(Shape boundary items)
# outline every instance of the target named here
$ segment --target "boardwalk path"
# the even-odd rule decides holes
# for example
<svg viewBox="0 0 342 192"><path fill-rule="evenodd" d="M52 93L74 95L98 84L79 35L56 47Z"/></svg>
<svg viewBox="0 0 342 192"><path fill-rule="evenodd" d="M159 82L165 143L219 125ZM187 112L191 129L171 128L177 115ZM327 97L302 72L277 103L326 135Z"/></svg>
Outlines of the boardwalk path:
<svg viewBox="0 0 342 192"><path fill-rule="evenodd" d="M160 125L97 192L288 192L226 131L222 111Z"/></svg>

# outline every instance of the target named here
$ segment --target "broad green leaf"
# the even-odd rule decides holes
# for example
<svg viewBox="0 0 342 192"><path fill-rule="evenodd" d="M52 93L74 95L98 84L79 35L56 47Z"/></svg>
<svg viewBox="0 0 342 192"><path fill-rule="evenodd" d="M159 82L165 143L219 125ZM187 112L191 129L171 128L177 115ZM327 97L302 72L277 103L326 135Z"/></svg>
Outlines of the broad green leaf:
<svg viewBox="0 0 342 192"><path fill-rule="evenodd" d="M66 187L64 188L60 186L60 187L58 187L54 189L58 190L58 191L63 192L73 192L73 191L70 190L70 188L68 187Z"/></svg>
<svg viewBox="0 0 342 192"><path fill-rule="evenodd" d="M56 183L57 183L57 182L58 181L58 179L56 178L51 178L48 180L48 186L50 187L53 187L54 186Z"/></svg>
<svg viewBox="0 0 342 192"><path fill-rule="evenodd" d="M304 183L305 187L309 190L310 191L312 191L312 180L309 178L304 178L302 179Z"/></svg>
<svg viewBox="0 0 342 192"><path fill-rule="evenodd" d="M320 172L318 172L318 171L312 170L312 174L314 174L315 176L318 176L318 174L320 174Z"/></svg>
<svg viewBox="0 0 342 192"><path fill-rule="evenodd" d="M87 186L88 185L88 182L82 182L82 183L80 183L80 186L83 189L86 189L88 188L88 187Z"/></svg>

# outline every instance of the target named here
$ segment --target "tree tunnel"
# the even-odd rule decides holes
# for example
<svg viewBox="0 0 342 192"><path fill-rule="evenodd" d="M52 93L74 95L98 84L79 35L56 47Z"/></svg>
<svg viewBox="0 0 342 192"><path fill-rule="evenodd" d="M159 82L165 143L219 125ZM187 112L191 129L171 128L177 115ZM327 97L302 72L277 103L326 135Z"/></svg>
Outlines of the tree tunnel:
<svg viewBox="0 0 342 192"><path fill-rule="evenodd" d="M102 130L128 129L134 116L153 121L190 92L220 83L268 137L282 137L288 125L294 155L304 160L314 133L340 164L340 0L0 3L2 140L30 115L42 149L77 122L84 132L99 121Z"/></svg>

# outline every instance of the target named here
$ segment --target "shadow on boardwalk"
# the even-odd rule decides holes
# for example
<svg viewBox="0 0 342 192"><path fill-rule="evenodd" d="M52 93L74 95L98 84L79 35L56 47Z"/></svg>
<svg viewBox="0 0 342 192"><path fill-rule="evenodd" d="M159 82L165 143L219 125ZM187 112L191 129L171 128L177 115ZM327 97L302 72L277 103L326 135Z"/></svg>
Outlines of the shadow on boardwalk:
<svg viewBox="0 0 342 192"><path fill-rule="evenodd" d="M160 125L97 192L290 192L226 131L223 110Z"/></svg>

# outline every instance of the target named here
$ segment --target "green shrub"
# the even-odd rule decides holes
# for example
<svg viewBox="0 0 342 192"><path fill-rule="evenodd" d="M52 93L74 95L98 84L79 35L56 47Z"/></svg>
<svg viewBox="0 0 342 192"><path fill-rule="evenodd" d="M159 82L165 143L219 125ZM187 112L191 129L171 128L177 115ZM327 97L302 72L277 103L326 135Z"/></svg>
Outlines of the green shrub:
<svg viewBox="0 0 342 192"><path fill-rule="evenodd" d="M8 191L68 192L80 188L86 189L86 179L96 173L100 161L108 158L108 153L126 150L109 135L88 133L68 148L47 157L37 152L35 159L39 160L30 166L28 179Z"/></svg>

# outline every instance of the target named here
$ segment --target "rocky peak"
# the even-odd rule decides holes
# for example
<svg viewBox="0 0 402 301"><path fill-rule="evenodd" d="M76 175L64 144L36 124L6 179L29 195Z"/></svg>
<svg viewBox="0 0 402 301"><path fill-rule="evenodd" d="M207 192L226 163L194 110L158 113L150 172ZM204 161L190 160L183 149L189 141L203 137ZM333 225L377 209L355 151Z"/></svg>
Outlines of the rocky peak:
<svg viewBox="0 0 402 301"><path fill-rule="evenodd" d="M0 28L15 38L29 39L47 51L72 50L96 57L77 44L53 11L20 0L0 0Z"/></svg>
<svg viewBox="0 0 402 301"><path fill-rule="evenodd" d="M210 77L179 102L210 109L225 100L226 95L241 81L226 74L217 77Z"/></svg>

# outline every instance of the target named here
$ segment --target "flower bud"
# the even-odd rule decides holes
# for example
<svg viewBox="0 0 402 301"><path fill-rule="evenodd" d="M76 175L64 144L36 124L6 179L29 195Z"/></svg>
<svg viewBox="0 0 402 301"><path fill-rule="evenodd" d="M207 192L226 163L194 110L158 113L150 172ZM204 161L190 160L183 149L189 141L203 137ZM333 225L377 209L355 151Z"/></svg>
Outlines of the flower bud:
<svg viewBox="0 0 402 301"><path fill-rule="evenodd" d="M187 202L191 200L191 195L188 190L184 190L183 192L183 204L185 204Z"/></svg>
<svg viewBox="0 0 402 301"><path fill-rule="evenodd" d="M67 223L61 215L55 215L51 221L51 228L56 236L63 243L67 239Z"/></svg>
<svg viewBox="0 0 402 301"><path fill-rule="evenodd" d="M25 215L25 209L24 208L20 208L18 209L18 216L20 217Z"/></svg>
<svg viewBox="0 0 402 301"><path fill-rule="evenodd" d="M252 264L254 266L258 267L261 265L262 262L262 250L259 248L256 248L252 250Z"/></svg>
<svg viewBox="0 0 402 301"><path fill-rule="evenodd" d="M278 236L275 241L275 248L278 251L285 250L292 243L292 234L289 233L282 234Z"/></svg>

**TASK TO COMPLETE:** Count the lines in the items above that contain the string "flower", treating uppercase and lowercase as different, and reply with the number alone.

**ANSWER TO THIS PROBLEM:** 2